*Exercise set*
• 1. Write out the article on GitHub Copilot from "Copilot does more" up to and including "a Goodreads rating.".
• 2. In the article on GitHub Copilot, what share of the generated code did GitHub's test find verbatim in the training set?

*Provided text*
Start of Block

GitHub and OpenAI have launched a technical preview of a new AI tool called Copilot, which lives inside the Visual Studio Code editor and autocompletes code snippets.
Copilot does more than just parrot back code it’s seen before, according to GitHub. It instead analyzes the code you’ve already written and generates new matching code, including specific functions that were previously called. Examples on the project’s website include automatically writing the code to import tweets, draw a scatterplot, or grab a Goodreads rating.
A descendant of GPT-3
GitHub sees this as an evolution of pair programming, where two coders will work on the same project to catch each others’ mistakes and speed up the development process. With Copilot, one of those coders is virtual.
This project is the first major result of Microsoft’s $1 billion investment into OpenAI, the research firm now led by Y Combinator president Sam Altman. Since Altman took the reins, OpenAI has pivoted from a nonprofit status to a “capped-profit” model, took on the Microsoft investment, and started licensing its GPT-3 text-generation algorithm.
Copilot is built on a new algorithm called OpenAI Codex, which OpenAI CTO Greg Brockman describes as a descendant of GPT-3.
GPT-3 is OpenAI’s flagship language-generating algorithm, which can generate text sometimes indistinguishable to human writing. It’s able to write so convincingly because of its sheer size of 175 billion parameters, or adjustable knobs that allow the algorithm to connect relationships between letters, words, phrases, and sentences.
While GPT-3 generates English, OpenAI Codex generates code. OpenAI plans to release a version of Codex through its API later this summer so developers can built their own apps with the tech, a representative for OpenAI told The Verge in an email.
Codex was trained on terabytes of openly available code pulled from GitHub, as well as English language examples.
While testimonials on the site rave about the productivity gains Copilot provides, GitHub implies that not all the code utilized was vetted for bugs, insecure practices, or personal data. The company writes they have put a few filters in place to prevent Copilot from generating offensive language, but it might not be perfect.
“Due to the pre-release nature of the underlying technology, GitHub Copilot may sometimes produce undesired outputs, including biased, discriminatory, abusive, or offensive outputs,” Copilot’s website says.
Given criticisms of GPT-3’s bias and abusive language patterns, it seems that OpenAI hasn’t found a way to prevent algorithms from inheriting its training data’s worst elements.
The company also warns that the model could suggest email addresses, API keys, or phone numbers, but that this is rare and the data has been found to be synthetic or pseudo-randomly generated by the algorithm. However, the code generated by Copilot is largely original. A test performed by GitHub found that only 0.1 percent of generated code could be found verbatim in the training set.
This isn’t the first project to try to automatically generate code to help toiling programmers. The startup Kite pitches a very similar functionality, with availability on more than 16 code editors.
Right now, Copilot is in a restricted technical preview, but you can sign up on the project’s website for a chance to access it.

End of Block

Annotated photo localization data
Start of Block

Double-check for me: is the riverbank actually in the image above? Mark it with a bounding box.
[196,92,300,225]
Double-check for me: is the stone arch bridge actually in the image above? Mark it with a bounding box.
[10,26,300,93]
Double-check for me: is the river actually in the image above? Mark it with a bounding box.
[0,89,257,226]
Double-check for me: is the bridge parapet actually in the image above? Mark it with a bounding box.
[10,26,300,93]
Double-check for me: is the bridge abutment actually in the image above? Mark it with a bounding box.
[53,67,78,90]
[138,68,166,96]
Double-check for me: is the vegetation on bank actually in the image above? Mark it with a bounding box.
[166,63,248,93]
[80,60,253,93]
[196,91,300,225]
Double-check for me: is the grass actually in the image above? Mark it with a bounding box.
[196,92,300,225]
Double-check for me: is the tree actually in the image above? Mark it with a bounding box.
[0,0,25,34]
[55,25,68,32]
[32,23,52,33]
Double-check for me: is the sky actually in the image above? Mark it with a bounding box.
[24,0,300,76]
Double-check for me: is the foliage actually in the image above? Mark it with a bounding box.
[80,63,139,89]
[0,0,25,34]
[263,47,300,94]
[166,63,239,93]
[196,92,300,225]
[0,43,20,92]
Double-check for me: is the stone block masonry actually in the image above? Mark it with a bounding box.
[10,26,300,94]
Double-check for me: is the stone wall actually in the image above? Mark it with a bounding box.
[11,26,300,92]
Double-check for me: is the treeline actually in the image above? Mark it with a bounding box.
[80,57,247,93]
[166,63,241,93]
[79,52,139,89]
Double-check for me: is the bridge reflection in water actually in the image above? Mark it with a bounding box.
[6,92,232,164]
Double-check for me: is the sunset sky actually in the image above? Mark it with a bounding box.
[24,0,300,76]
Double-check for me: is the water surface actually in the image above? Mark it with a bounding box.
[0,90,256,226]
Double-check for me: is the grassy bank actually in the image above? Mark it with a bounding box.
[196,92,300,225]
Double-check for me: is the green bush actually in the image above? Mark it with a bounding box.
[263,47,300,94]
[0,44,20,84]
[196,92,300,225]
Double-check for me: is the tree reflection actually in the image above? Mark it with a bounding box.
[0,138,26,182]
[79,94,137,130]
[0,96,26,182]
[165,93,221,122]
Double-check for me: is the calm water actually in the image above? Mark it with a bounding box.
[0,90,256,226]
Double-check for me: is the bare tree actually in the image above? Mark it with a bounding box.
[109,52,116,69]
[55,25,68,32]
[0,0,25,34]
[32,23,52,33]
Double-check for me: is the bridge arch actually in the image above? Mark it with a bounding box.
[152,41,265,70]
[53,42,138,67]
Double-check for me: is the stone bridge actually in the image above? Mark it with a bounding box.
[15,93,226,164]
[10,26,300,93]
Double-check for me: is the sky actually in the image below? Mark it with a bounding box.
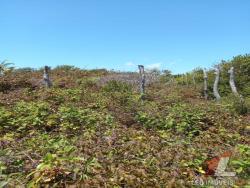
[0,0,250,73]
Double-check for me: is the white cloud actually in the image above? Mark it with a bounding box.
[146,63,162,69]
[126,61,135,67]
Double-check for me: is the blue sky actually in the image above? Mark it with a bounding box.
[0,0,250,73]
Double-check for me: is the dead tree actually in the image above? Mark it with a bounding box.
[138,65,145,96]
[43,66,52,88]
[203,69,208,100]
[213,66,221,101]
[228,67,239,97]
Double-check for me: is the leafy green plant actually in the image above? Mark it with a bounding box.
[103,80,132,92]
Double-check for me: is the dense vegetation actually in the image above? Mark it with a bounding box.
[0,55,250,187]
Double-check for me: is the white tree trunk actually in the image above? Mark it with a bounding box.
[213,66,221,101]
[203,69,208,100]
[138,65,145,95]
[43,66,52,88]
[228,67,239,97]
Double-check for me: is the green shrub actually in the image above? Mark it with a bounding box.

End of Block

*Results for the exercise*
• 1.
Copilot does more than just parrot back code it’s seen before, according to GitHub. It instead analyzes the code you’ve already written and generates new matching code, including specific functions that were previously called. Examples on the project’s website include automatically writing the code to import tweets, draw a scatterplot, or grab a Goodreads rating.

• 2. Only 0.1 percent.